Delirio
“…la sangre como le leche hervida siempre están esperando una oportunidad para derramarse…”
La demencia, el trastorno, la enfermedad, el desconocimiento, la ausencia, la simulación, la puta locura. Es el hilo fuerte de la novela de Laura Restrepo, Delirio, en la que una mujer, Agustina Londoño, se pierde en su cabeza.
El segundo hilo, la familia. La familia en Alemania, la familia alemana en Sasaima y la familia de Agustina y Aguilar. La familia por la que todo resume, por la que todos andamos, por sus trochas oscuras y claras, los pasados compartidos y los ocultos. La propietaria de todos los pasados, la legataria de los secretos y las pestes. El origen de la demencia está en la familia. La misma responsable de la acumulación primitiva del narco-capital que hizo posible abrir el mercado a punta de política y negocios, que se tomaron el país y su economía hasta hoy.

**Sección de datos**
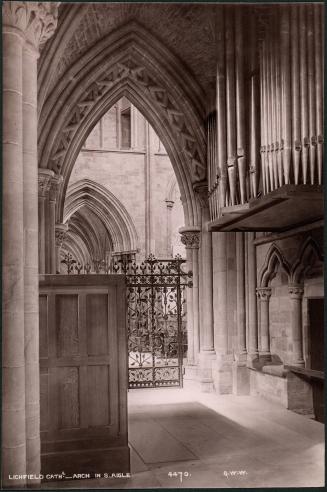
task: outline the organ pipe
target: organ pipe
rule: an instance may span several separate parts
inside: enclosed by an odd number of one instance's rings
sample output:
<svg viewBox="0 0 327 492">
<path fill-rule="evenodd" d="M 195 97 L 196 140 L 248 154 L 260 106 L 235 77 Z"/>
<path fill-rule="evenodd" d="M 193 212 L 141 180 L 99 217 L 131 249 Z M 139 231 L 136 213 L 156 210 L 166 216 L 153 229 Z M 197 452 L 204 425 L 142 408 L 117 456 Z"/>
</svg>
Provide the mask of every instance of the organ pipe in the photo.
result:
<svg viewBox="0 0 327 492">
<path fill-rule="evenodd" d="M 242 12 L 235 14 L 235 51 L 236 51 L 236 139 L 237 166 L 241 203 L 246 201 L 246 158 L 245 158 L 245 114 L 244 114 L 244 52 L 243 52 Z"/>
<path fill-rule="evenodd" d="M 221 9 L 217 18 L 218 56 L 217 56 L 217 140 L 220 207 L 226 205 L 227 190 L 227 152 L 226 152 L 226 76 L 225 76 L 225 9 Z"/>
<path fill-rule="evenodd" d="M 300 173 L 300 86 L 299 86 L 299 26 L 298 8 L 291 10 L 291 58 L 292 58 L 292 140 L 294 183 L 299 184 Z"/>
<path fill-rule="evenodd" d="M 315 69 L 316 69 L 316 123 L 317 123 L 317 167 L 318 184 L 322 182 L 323 165 L 323 72 L 322 72 L 322 32 L 320 17 L 323 18 L 320 5 L 314 9 Z"/>
<path fill-rule="evenodd" d="M 251 196 L 256 197 L 258 194 L 258 87 L 257 87 L 257 60 L 256 60 L 256 27 L 255 17 L 251 15 L 250 19 L 250 172 L 251 172 Z"/>
<path fill-rule="evenodd" d="M 310 161 L 310 183 L 315 181 L 316 163 L 316 96 L 315 96 L 315 66 L 314 66 L 314 33 L 313 33 L 313 6 L 307 7 L 307 33 L 308 33 L 308 92 L 309 92 L 309 161 Z"/>
<path fill-rule="evenodd" d="M 308 67 L 307 67 L 307 22 L 306 6 L 300 6 L 300 101 L 301 101 L 301 143 L 302 179 L 307 184 L 309 160 L 309 122 L 308 122 Z"/>
<path fill-rule="evenodd" d="M 227 102 L 227 165 L 230 204 L 236 204 L 236 113 L 235 113 L 235 45 L 234 10 L 226 11 L 226 102 Z"/>
<path fill-rule="evenodd" d="M 291 87 L 290 87 L 290 23 L 289 6 L 281 8 L 281 76 L 282 76 L 282 135 L 283 171 L 285 183 L 290 182 L 291 169 Z"/>
<path fill-rule="evenodd" d="M 260 191 L 321 184 L 323 167 L 322 5 L 224 6 L 216 26 L 212 216 Z"/>
</svg>

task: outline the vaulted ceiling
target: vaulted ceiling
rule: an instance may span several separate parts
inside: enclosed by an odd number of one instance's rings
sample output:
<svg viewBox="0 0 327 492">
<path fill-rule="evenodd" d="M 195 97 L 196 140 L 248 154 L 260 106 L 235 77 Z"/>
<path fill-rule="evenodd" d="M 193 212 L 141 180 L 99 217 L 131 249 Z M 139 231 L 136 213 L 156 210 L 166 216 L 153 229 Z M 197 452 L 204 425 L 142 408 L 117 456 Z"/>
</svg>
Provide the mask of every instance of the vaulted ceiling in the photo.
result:
<svg viewBox="0 0 327 492">
<path fill-rule="evenodd" d="M 206 92 L 215 79 L 217 9 L 219 5 L 210 4 L 63 3 L 57 32 L 39 63 L 41 67 L 51 52 L 51 45 L 57 44 L 56 62 L 49 67 L 50 71 L 55 70 L 48 93 L 91 46 L 130 21 L 143 26 L 180 58 Z M 70 19 L 68 23 L 67 19 Z"/>
</svg>

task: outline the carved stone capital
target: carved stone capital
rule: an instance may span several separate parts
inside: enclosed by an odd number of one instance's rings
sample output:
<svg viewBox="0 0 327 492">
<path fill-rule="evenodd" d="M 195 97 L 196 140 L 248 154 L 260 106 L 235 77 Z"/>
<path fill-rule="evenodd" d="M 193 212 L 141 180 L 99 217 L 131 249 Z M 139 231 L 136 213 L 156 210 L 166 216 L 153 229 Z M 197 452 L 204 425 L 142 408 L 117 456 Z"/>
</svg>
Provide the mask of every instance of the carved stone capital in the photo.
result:
<svg viewBox="0 0 327 492">
<path fill-rule="evenodd" d="M 193 185 L 193 189 L 199 198 L 201 208 L 209 207 L 208 183 L 206 181 L 200 181 Z"/>
<path fill-rule="evenodd" d="M 49 198 L 52 202 L 57 200 L 60 186 L 63 182 L 63 177 L 60 174 L 55 174 L 50 180 Z"/>
<path fill-rule="evenodd" d="M 301 300 L 303 297 L 304 289 L 302 285 L 289 285 L 288 292 L 291 299 Z"/>
<path fill-rule="evenodd" d="M 67 235 L 68 224 L 56 224 L 55 225 L 55 237 L 56 237 L 56 246 L 61 248 Z"/>
<path fill-rule="evenodd" d="M 38 49 L 54 33 L 60 2 L 4 2 L 3 23 L 18 29 Z"/>
<path fill-rule="evenodd" d="M 184 244 L 186 249 L 199 249 L 201 237 L 200 227 L 181 227 L 178 232 L 181 235 L 182 244 Z"/>
<path fill-rule="evenodd" d="M 268 302 L 271 296 L 271 288 L 270 287 L 258 287 L 257 288 L 257 296 L 260 301 Z"/>
<path fill-rule="evenodd" d="M 54 172 L 50 169 L 39 169 L 38 174 L 38 186 L 39 197 L 45 198 L 50 190 L 51 179 L 54 176 Z"/>
<path fill-rule="evenodd" d="M 167 208 L 173 208 L 174 201 L 173 200 L 165 200 Z"/>
</svg>

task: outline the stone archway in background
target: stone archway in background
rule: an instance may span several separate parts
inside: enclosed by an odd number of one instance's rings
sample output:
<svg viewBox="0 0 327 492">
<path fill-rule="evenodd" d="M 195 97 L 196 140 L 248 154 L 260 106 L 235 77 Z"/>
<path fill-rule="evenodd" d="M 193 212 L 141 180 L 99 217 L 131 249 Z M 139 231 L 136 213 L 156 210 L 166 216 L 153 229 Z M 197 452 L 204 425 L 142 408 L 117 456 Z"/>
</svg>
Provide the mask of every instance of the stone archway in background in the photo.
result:
<svg viewBox="0 0 327 492">
<path fill-rule="evenodd" d="M 149 121 L 168 152 L 181 190 L 186 225 L 199 224 L 193 186 L 206 179 L 201 90 L 179 60 L 135 23 L 91 48 L 66 72 L 42 108 L 40 167 L 64 178 L 57 220 L 62 218 L 69 176 L 83 142 L 122 96 Z"/>
</svg>

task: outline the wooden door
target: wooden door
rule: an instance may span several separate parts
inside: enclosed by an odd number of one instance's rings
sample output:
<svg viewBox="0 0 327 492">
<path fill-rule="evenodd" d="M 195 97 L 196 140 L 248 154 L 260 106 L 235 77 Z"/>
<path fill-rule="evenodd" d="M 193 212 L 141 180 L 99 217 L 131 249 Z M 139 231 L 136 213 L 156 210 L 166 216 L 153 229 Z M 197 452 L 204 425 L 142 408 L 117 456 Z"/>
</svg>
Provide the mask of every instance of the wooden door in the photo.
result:
<svg viewBox="0 0 327 492">
<path fill-rule="evenodd" d="M 324 299 L 309 299 L 311 369 L 324 372 Z M 312 398 L 315 417 L 324 422 L 324 381 L 312 380 Z"/>
<path fill-rule="evenodd" d="M 129 471 L 122 275 L 40 276 L 42 473 Z"/>
</svg>

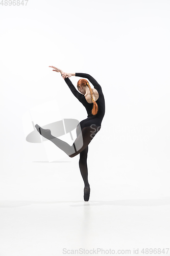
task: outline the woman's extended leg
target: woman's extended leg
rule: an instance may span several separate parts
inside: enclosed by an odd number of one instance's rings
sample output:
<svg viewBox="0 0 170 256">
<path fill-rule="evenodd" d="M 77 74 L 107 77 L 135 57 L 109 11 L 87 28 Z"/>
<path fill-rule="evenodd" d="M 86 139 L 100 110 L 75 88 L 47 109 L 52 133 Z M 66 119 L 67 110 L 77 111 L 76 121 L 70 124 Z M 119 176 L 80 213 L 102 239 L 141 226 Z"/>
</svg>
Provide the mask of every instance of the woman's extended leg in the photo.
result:
<svg viewBox="0 0 170 256">
<path fill-rule="evenodd" d="M 65 141 L 53 136 L 50 130 L 43 129 L 38 124 L 35 126 L 42 136 L 51 140 L 70 157 L 74 157 L 83 151 L 101 128 L 101 126 L 94 125 L 83 128 L 72 146 L 70 146 Z"/>
</svg>

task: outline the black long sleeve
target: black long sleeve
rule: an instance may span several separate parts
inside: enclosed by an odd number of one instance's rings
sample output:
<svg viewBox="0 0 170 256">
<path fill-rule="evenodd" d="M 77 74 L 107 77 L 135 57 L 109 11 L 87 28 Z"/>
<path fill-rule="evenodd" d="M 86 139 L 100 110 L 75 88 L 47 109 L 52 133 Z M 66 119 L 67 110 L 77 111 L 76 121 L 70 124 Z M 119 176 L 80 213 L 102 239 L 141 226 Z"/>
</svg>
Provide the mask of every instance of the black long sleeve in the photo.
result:
<svg viewBox="0 0 170 256">
<path fill-rule="evenodd" d="M 90 76 L 90 75 L 89 75 L 88 74 L 86 74 L 85 73 L 76 73 L 75 76 L 80 76 L 80 77 L 84 77 L 85 78 L 87 78 L 97 91 L 102 90 L 101 86 L 98 83 L 96 80 L 93 78 L 93 77 Z"/>
<path fill-rule="evenodd" d="M 69 89 L 71 91 L 72 93 L 75 95 L 75 96 L 76 97 L 76 98 L 77 99 L 78 99 L 79 101 L 82 102 L 82 100 L 83 100 L 83 94 L 79 93 L 78 91 L 78 90 L 76 90 L 76 89 L 75 88 L 74 86 L 72 84 L 72 82 L 71 82 L 70 80 L 68 78 L 68 77 L 67 77 L 67 78 L 65 78 L 64 80 L 65 80 L 65 81 L 66 82 L 66 83 L 67 83 L 67 84 L 68 85 L 68 87 L 69 88 Z"/>
</svg>

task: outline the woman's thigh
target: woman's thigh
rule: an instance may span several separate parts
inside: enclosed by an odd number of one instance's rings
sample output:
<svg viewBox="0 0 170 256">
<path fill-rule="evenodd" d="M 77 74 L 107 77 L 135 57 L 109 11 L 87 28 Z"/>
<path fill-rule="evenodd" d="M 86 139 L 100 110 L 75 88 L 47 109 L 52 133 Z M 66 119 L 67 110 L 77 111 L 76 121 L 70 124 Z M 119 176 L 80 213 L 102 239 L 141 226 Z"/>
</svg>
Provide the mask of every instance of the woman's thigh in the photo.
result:
<svg viewBox="0 0 170 256">
<path fill-rule="evenodd" d="M 80 131 L 79 125 L 78 127 L 77 132 L 78 135 L 74 142 L 76 155 L 83 151 L 87 146 L 101 129 L 101 126 L 92 125 L 84 127 Z"/>
</svg>

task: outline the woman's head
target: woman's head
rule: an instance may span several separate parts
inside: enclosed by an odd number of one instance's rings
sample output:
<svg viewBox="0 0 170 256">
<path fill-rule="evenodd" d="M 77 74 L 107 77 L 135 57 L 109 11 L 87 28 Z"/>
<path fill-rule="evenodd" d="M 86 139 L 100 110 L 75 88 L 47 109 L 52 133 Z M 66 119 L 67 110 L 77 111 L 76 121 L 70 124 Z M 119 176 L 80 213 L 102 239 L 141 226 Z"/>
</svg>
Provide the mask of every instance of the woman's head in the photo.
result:
<svg viewBox="0 0 170 256">
<path fill-rule="evenodd" d="M 85 87 L 88 87 L 90 91 L 90 94 L 91 99 L 93 102 L 93 106 L 92 110 L 91 111 L 91 114 L 93 115 L 96 115 L 98 111 L 98 105 L 96 102 L 93 100 L 93 94 L 92 92 L 92 90 L 91 87 L 89 84 L 89 83 L 87 81 L 87 80 L 85 79 L 81 79 L 79 80 L 77 83 L 77 88 L 78 91 L 81 92 L 82 94 L 85 94 L 86 93 Z"/>
</svg>

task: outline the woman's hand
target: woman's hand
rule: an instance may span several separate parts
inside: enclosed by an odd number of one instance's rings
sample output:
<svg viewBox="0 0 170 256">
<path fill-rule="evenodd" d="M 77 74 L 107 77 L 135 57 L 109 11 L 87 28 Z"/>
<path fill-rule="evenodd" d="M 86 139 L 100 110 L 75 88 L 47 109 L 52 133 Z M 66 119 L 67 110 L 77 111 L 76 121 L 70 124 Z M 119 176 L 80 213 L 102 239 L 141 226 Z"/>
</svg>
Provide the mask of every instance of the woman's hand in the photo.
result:
<svg viewBox="0 0 170 256">
<path fill-rule="evenodd" d="M 72 76 L 70 73 L 63 73 L 62 74 L 62 78 L 65 79 L 65 78 L 67 78 L 67 77 L 70 77 Z"/>
<path fill-rule="evenodd" d="M 61 74 L 62 74 L 63 73 L 63 72 L 61 69 L 58 69 L 57 68 L 55 68 L 55 67 L 53 67 L 53 66 L 49 66 L 49 67 L 54 69 L 53 70 L 53 71 L 56 71 L 56 72 L 60 72 Z"/>
</svg>

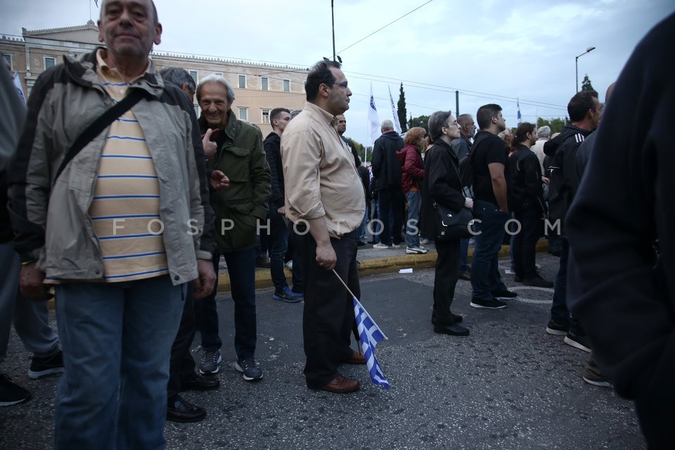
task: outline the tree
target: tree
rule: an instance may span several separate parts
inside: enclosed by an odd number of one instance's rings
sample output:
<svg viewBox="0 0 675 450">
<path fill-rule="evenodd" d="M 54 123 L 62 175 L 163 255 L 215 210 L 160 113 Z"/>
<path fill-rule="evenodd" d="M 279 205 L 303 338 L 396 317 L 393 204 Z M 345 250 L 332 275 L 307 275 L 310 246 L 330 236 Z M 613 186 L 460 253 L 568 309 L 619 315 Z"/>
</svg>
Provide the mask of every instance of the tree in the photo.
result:
<svg viewBox="0 0 675 450">
<path fill-rule="evenodd" d="M 401 131 L 406 132 L 408 127 L 406 126 L 406 116 L 408 115 L 408 110 L 406 109 L 406 93 L 403 91 L 403 83 L 401 83 L 399 89 L 399 101 L 396 104 L 396 113 L 399 116 L 399 122 L 401 122 Z"/>
<path fill-rule="evenodd" d="M 584 81 L 581 82 L 581 91 L 596 91 L 593 89 L 593 84 L 591 84 L 591 79 L 589 78 L 589 74 L 584 75 Z"/>
<path fill-rule="evenodd" d="M 560 117 L 554 117 L 551 120 L 539 117 L 536 120 L 536 127 L 539 128 L 540 127 L 548 125 L 548 127 L 551 128 L 551 134 L 553 133 L 560 133 L 562 131 L 562 129 L 565 128 L 565 120 L 569 121 L 567 117 L 565 117 L 564 120 L 560 119 Z"/>
<path fill-rule="evenodd" d="M 413 127 L 421 127 L 424 129 L 427 130 L 427 132 L 429 132 L 429 116 L 428 115 L 420 115 L 418 117 L 413 117 L 413 115 L 410 115 L 410 120 L 408 121 L 408 129 L 413 128 Z"/>
</svg>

**Instrucciones de tareas**
a) Responde estas preguntas sobre el texto acerca de la novela Delirio:
(i) ¿Quién es la autora de la novela?
(ii) ¿En qué lugar está la familia alemana?
(iii) ¿Dónde sitúa el texto el origen de la demencia?
b) Prosigue el texto sobre la novela Delirio a partir de su última oración.
Los registros proceden de otra fuente.

**Respuestas**
a)
(i) Laura Restrepo.
(ii) En Sasaima.
(iii) En la familia.

b)
Y el tercer hilo, el dinero. Sin el dinero la novela no tendría el flujo de energía que le inyecta todos los motivos que movilizan a los personajes, salvo el motivo del delirio autista, de Agustina, que compromete a Aguilar hasta lo último y a la tía Sofi. El dinero mueve familias, mueve ciudades, mueve al mundo. Detrás de cualquier causa, y entre más noble lo sea, más se hallará la mano negra del dinero. Pablo Escobar se inició en el negocio de la cocaína, después de que conoció a Griselda Blanco, y se abrió al mercado, con los dineros que la burguesía bogotana y paisa le prestó para el arranque. El negocio fue sencillo, pagó exorbitantes intereses a los del dinero, para hacerse a un capital de trabajo que se movió a una velocidad de recuperación tal, que en pocos años hizo ver a los más ricos, como simples carrieludos, al lado de Don Pablo.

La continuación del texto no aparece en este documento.